→ **Selection**:
————————

On 09/23/10 04:29 PM, John H Palmieri wrote:


On Sep 23, 8:14 am, "Dr. David Kirkby"<david.kir...@onetel.net>
wrote:
Readline is a package which has no dependences other than BASE (see
$SAGE_ROOT/spkg/standard/deps). So it can be built very early - before Python.

This is part of the log from a successful installation of readline.

=================================================================
-bash-4.1$ tail spkg/logs/readline-6.0.p2.log
make[2]: Leaving directory
`/home/users/drkirkby/sage-4.6.alpha1/spkg/build/readline-6.0.p2/src'

real    8m1.326s
user    4m33.895s
sys     0m50.145s
Successfully installed readline-6.0.p2
Now cleaning up tmp files.
Making Sage/Python scripts relocatable...
python: No such file or directory
Finished installing readline-6.0.p2.spkg
==================================================================

Notice two of the last last 3 lines above say

Making Sage/Python scripts relocatable...
python: No such file or directory

This is from the script sage-spkg:

   echo "Making Sage/Python scripts relocatable..."

   cd "$SAGE_LOCAL"/bin
   ./sage-make_relative

Then sage-make_relative is a python script.

Maybe this part of the script should test for python's existence
first, and if it's there, run it.  Or test for the existence of both
local/bin/python/... and python?

--
John

But what if Python does not exist? We probably can't build it at this point, as I doubt all Python's perquisites are in place.

This is the complete file, which is only 29 lines long.

————————

→ **Required actions**:
• a. According to the message, what kind of script is sage-make_relative?
• b. Summarize the message in two sentences.
The records that come next are separate from the message.

————————

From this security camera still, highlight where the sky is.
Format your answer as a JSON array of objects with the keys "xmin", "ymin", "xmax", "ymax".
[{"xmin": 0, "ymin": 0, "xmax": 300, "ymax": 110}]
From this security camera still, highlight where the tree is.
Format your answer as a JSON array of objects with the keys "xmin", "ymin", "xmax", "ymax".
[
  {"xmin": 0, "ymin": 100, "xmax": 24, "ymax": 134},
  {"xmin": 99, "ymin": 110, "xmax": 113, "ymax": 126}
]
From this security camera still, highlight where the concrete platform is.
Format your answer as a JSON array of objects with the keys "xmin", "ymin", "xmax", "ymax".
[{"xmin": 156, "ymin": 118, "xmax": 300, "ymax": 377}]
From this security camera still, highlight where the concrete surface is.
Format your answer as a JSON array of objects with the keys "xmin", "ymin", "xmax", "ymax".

————————

→ **Answers for the tasks**:
• a. It is a Python script.

• b. Readline depends only on BASE, so it can be built before Python, and its installation succeeds even though the log shows "python: No such file or directory" when sage-spkg runs the Python script sage-make_relative. One suggestion is to test for Python's existence before running that script, and a reply asks what should happen if Python does not exist, doubting that it could be built at that point.